Raw records
* * * * * * *
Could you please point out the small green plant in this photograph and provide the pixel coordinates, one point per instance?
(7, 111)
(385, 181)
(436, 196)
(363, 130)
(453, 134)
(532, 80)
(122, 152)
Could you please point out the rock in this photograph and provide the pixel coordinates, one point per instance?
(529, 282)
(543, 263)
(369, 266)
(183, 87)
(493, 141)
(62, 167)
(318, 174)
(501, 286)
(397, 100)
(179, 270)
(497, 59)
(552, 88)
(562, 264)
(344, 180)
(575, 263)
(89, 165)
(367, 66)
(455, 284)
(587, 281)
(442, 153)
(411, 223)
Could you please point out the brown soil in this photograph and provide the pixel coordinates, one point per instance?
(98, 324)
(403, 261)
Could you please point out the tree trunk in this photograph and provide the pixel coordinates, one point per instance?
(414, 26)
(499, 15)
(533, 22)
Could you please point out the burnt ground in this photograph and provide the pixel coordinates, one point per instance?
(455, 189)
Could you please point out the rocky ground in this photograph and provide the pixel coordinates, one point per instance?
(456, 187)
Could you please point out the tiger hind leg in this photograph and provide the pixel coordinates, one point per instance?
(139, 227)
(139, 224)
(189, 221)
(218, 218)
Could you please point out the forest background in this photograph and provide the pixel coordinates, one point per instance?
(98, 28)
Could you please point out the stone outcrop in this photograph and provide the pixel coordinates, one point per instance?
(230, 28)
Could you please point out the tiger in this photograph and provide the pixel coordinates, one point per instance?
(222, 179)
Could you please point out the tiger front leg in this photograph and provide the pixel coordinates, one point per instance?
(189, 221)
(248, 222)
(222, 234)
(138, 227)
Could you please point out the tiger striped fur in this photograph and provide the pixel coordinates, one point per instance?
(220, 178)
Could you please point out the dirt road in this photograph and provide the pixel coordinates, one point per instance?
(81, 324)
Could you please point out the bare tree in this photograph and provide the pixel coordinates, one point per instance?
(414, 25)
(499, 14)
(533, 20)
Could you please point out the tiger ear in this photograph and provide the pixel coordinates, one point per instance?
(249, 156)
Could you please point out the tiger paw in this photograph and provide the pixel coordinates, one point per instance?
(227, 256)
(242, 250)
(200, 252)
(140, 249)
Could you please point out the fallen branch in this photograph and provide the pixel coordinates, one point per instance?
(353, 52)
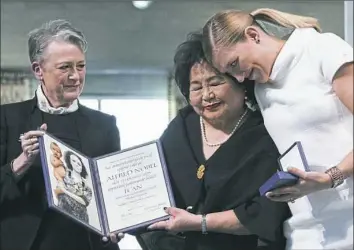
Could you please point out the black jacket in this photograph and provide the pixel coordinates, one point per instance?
(23, 206)
(231, 181)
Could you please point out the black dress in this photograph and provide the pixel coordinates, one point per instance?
(231, 180)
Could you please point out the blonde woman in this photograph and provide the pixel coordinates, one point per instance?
(304, 88)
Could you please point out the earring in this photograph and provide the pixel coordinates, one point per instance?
(249, 104)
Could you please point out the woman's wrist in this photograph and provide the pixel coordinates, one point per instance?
(19, 165)
(196, 223)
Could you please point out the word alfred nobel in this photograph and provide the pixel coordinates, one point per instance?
(129, 175)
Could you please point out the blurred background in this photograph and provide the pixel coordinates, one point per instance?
(130, 54)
* * * * * * *
Work to do
Images in the data above are to be skipped. Retype all other material exactly.

Correct result
Could you please point out the small green plant in this photograph and provide the pixel coordinates, one point per instance?
(7, 111)
(385, 181)
(436, 196)
(363, 130)
(453, 134)
(532, 80)
(122, 152)
Could you please point out the rock in this photograph and provide the pixel coordinates, one point per instance?
(529, 282)
(543, 263)
(369, 266)
(183, 87)
(493, 141)
(62, 167)
(318, 174)
(501, 286)
(397, 100)
(179, 270)
(497, 59)
(552, 88)
(562, 264)
(344, 180)
(575, 263)
(89, 165)
(367, 66)
(455, 284)
(587, 281)
(442, 153)
(411, 223)
Could you please point out the brown soil in this photograph and provide the pixel coordinates, one point per instance?
(98, 324)
(403, 261)
Could you please point out the tree trunk in this photograph and provide the pixel coordinates, one point per instance?
(414, 26)
(499, 15)
(533, 22)
Could you please point out the burnt ground in this photograph and provide the pixel coordinates, one point per instance?
(455, 189)
Could you please point out the rocky ground in this photograph and provide the pixel coordinates, one point per instance?
(456, 187)
Could you please point out the tiger hind leg in this photograph and provide the pixel coordinates, one point per instance?
(139, 227)
(139, 224)
(189, 221)
(218, 218)
Could you please point out the forest background in this photograph and provide the pixel coordinates, one point per instance?
(98, 28)
Could you please point out the stone outcrop in this photograph and provide the pixel coordinates, one point per instance?
(230, 28)
Could you please point out the tiger in this photograph and provide the pixel coordinates, one point per instance?
(222, 179)
Could you please point out the tiger front leg in this photograph and provide the pixel coordinates, one point per instance?
(189, 221)
(248, 222)
(222, 234)
(138, 227)
Could you please point out the tiger striped fur in this photograph and provide the pixel coordinates, one point per instance?
(220, 178)
Could you please point out the dirt road in this photograph and provide the pixel coordinates, one point per instance?
(81, 324)
Could you please point out the bare tree in this photograph and provide the pixel coordinates, one point per instance?
(414, 25)
(499, 14)
(533, 20)
Could you please point out the tiger ear in this photograph and provide the pixel coordinates, one point per instance?
(249, 156)
Could you please point out the tiger paw in this photograph and provide the pixel coordinates, one point per instance?
(227, 256)
(242, 250)
(200, 252)
(140, 249)
Could you please point out the fallen branch in this photograph and provide the pixel coordinates, one point per instance?
(353, 52)
Could you please point out the black jacket in this photograph and provide the pixel coordinates, one point per instance?
(23, 206)
(231, 181)
Could you please point out the black dress in this photograph and provide the pixel coordinates, one point per instance?
(231, 180)
Could you please point out the blonde woman in this photograph and provide the pixel coordinates, one point per instance?
(304, 88)
Could you please point out the earring in this photograph and provide the pixel coordinates, one point per instance?
(249, 104)
Could you please point out the woman's wrist in this photograph and provide the pixel coordinates, one point per instance?
(19, 165)
(196, 223)
Could you please point out the word alfred nobel in this photograph and provide the pixel coordinates, one point per instance?
(129, 175)
Could you please point out the blurred background in this photograph and provide the pixel coordinates, one point per instance?
(130, 54)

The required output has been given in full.